- [GIVEN TASK A] Quote the passage of the defense news digest from "ADVANCED RESEARCH PROJECTS" to "Commerce Business Daily.".

- [SELECTED EXCERPT]
U.S. NAVAL Command, Control and Ocean Surveillance Center, San Diego, has two awarded contracts for basic research on hyperspectral mine detection. Space Computer Corp., Santa Monica, Calif., got $1 million for the work on Aug. 9, and Sensor Concepts Applications, Phoenix, Ariz., received $678,387 on Aug. 15. The contracts were awarded by NCCOSC's RDT&E Div.
LOGICON INC., San Pedro, Calif., received a $6 million increase to a U.S. Air Force contract for various packages of software applicable to the Mission Planning System for the B-1 aircraft. The Electronic Systems Center awarded the contract on Sept. 29.
A faulty controller forced NASA managers to delay last Saturday's planned launch of the Space Shuttle Columbia, raising scheduling problems at Kennedy Space Center that may force a switch in the launch sequence of the next two Shuttle missions. Saturday's delay, triggered 20 minutes before the planned liftoff when controllers found that a Master Event Controller (MEC) in the aft engine compartment had failed, was the fourth for the planned 16-day microgravity science mission aboard Columbia.
ADVANCED RESEARCH PROJECTS AGENCY is soliciting proposals for design concepts and analysis leading to prototype construction and demonstration of a water craft for special warfare. "The craft will be rapidly deployable by air (fixed or rotary) or ship, and configured near [or] in theater for specific missions such as surveillance, mine warfare, counter narcotics, insertion, and fast interdiction," according to a "broad agency announcement" in the Aug. 30 issue of Commerce Business Daily.

- [DATASET]
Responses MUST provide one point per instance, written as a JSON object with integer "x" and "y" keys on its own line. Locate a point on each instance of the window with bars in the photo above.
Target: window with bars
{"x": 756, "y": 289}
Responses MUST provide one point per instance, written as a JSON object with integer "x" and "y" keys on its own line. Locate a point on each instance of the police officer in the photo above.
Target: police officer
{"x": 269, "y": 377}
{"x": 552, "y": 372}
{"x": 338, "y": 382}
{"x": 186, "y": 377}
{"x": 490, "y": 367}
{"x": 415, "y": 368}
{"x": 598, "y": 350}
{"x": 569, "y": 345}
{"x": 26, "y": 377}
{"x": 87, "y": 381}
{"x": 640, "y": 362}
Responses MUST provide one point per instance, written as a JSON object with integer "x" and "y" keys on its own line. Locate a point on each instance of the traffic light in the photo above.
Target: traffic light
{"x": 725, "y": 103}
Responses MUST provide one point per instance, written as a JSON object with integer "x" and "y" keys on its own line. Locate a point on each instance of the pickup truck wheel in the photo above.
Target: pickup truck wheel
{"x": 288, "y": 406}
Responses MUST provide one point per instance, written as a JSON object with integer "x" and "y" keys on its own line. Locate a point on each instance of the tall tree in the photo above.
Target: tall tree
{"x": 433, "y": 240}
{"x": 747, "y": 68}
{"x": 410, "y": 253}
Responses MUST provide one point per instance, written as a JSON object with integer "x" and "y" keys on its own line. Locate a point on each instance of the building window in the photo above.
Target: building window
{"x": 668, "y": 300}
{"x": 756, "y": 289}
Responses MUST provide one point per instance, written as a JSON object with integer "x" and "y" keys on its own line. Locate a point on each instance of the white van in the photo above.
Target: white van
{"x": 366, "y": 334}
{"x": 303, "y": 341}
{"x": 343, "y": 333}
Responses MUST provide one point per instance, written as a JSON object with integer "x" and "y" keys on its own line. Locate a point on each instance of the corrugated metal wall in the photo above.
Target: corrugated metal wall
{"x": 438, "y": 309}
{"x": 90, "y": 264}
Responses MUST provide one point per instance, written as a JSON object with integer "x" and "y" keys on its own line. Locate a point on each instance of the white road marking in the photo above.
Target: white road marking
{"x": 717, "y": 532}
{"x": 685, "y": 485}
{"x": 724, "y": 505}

* * *

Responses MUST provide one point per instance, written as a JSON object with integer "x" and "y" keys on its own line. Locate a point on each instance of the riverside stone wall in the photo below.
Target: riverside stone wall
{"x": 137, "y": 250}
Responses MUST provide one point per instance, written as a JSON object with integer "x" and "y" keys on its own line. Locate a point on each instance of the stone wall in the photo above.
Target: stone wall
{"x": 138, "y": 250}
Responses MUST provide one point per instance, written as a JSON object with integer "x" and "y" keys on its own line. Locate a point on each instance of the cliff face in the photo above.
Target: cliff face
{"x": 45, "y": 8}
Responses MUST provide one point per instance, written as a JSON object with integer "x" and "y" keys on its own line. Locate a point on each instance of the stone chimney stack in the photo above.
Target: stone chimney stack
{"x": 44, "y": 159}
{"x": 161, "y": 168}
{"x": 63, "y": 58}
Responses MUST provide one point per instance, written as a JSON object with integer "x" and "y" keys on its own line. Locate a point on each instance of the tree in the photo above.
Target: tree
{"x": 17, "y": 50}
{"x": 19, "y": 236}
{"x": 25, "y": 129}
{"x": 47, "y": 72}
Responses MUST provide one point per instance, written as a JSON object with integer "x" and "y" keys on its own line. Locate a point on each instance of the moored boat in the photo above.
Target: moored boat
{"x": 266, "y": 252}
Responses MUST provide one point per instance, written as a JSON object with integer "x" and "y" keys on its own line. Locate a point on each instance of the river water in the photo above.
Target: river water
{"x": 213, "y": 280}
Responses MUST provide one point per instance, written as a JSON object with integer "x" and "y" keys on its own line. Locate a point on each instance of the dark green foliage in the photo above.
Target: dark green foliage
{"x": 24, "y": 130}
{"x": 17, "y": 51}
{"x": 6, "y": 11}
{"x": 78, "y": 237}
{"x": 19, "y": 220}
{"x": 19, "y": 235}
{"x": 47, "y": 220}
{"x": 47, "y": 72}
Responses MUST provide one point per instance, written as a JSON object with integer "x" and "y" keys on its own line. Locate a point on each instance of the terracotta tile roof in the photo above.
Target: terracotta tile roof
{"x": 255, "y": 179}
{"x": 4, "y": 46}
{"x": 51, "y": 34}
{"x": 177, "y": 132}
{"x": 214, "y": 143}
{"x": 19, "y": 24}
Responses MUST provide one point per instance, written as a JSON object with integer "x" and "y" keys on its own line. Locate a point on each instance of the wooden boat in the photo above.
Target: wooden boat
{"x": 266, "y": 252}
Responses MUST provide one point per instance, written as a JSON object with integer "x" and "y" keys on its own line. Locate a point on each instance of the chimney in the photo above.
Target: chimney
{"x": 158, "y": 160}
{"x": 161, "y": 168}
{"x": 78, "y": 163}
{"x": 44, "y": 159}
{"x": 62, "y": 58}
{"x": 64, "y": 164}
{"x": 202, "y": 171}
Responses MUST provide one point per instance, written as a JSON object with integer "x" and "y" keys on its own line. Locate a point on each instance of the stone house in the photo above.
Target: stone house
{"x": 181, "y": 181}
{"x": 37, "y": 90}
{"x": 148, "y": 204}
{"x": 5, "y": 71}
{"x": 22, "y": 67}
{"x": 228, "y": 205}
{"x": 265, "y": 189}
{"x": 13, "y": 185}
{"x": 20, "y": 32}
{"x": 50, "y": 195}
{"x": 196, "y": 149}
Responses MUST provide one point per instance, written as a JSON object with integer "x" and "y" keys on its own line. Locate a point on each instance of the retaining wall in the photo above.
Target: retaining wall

...

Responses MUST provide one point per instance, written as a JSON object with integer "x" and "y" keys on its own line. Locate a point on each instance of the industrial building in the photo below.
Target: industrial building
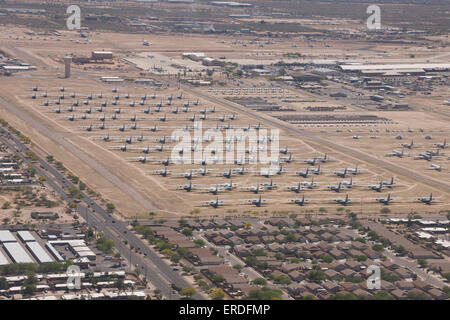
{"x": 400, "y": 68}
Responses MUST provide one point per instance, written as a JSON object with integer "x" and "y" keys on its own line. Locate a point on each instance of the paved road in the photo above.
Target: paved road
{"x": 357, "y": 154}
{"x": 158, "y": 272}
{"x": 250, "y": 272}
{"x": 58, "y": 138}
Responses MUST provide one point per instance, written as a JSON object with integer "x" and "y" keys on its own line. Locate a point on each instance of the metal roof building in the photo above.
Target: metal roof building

- [GIVEN TASK B] In the listing, rewrite the lines from the line with "retaining wall in the photo above." to the line with "Target: retaining wall", substituting "sea wall" for "retaining wall" and leaving everything else unchanged.

- [CORRECT OUTPUT A]
ADVANCED RESEARCH PROJECTS AGENCY is soliciting proposals for design concepts and analysis leading to prototype construction and demonstration of a water craft for special warfare. "The craft will be rapidly deployable by air (fixed or rotary) or ship, and configured near [or] in theater for specific missions such as surveillance, mine warfare, counter narcotics, insertion, and fast interdiction," according to a "broad agency announcement" in the Aug. 30 issue of Commerce Business Daily.

- [CORRECT OUTPUT B]
Responses MUST provide one point per instance, written as a JSON object with integer "x" and "y" keys on its own line. Locate a point on each instance of the sea wall in the photo above.
Target: sea wall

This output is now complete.